[Point labeling dataset excerpts]

※

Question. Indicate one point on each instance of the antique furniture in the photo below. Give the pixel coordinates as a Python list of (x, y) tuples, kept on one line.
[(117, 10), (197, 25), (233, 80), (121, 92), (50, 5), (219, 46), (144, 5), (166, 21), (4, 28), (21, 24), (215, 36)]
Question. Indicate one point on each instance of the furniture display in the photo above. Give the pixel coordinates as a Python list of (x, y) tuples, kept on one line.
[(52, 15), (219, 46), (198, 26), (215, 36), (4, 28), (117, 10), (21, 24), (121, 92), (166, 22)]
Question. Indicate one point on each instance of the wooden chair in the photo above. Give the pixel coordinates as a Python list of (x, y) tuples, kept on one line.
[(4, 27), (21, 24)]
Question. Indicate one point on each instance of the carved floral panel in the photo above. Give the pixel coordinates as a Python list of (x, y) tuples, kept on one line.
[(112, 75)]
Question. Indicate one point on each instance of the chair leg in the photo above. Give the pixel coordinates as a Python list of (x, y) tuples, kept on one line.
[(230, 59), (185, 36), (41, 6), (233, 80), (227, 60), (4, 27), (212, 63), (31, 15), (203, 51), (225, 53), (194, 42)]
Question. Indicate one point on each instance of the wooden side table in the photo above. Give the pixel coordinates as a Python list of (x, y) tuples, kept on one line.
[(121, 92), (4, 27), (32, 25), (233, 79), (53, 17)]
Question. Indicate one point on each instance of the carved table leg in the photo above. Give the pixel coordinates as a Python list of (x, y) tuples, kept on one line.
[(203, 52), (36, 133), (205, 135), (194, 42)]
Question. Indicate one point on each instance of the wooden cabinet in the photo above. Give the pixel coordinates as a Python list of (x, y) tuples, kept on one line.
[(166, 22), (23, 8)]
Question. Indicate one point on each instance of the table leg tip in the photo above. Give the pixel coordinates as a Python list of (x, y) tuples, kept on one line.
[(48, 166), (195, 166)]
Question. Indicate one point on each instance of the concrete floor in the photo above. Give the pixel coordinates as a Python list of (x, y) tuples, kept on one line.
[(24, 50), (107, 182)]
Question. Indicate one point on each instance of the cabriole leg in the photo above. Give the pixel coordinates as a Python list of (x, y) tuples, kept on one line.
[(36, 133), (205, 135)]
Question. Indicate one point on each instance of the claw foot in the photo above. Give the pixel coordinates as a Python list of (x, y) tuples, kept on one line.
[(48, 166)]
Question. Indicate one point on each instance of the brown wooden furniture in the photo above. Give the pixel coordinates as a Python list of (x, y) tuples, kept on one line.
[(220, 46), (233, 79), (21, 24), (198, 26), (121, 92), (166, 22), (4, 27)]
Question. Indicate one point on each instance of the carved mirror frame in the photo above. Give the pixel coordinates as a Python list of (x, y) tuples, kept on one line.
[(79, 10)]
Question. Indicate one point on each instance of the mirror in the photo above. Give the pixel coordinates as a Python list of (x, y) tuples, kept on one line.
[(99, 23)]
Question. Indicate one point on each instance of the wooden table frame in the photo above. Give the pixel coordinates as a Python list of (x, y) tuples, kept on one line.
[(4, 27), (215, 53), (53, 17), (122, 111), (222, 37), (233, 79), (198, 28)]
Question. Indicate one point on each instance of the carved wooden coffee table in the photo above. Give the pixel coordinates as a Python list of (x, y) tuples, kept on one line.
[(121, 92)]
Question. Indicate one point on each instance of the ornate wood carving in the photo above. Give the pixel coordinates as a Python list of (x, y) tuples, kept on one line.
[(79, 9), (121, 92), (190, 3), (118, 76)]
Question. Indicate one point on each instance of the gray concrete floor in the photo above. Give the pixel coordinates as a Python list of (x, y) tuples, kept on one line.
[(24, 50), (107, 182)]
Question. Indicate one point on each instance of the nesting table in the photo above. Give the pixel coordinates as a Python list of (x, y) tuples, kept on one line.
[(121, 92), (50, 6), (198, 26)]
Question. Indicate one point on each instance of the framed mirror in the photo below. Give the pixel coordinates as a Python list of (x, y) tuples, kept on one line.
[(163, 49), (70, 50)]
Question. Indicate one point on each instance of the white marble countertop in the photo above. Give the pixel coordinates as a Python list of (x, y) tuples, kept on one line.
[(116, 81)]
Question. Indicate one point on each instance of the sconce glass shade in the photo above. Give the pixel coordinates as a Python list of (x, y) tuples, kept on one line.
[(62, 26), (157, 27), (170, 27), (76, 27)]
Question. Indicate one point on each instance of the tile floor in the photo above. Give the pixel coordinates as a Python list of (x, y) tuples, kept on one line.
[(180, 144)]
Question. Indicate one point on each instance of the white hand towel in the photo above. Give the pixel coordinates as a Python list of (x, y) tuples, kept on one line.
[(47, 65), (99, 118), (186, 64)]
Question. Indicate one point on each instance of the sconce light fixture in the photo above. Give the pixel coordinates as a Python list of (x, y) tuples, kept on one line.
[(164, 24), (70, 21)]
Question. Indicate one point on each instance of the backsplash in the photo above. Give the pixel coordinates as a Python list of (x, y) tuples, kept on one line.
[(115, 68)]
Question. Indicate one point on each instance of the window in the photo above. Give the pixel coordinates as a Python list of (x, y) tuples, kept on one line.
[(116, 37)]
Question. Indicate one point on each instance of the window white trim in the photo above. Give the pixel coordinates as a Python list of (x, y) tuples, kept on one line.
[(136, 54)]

※

### GIVEN TASK
Repeat only the lines from the one holding "Question. Indicate one point on each instance of the backsplash" through the last line of the data.

### EXERCISE ANSWER
Question. Indicate one point on each instance of the backsplash in the photo above. Give the pixel coordinates as a Python list of (x, y) tuples, kept on one line.
[(115, 68)]
Question. Indicate one point on each instance of the window in the photo above. Give the pixel coordinates as a Python list of (x, y) tuples, kept on one line.
[(116, 37)]
Question. Indicate one point on each instance of the window white trim in the photo above. Give the pixel coordinates as a Python list of (x, y) tuples, kept on one line.
[(136, 54)]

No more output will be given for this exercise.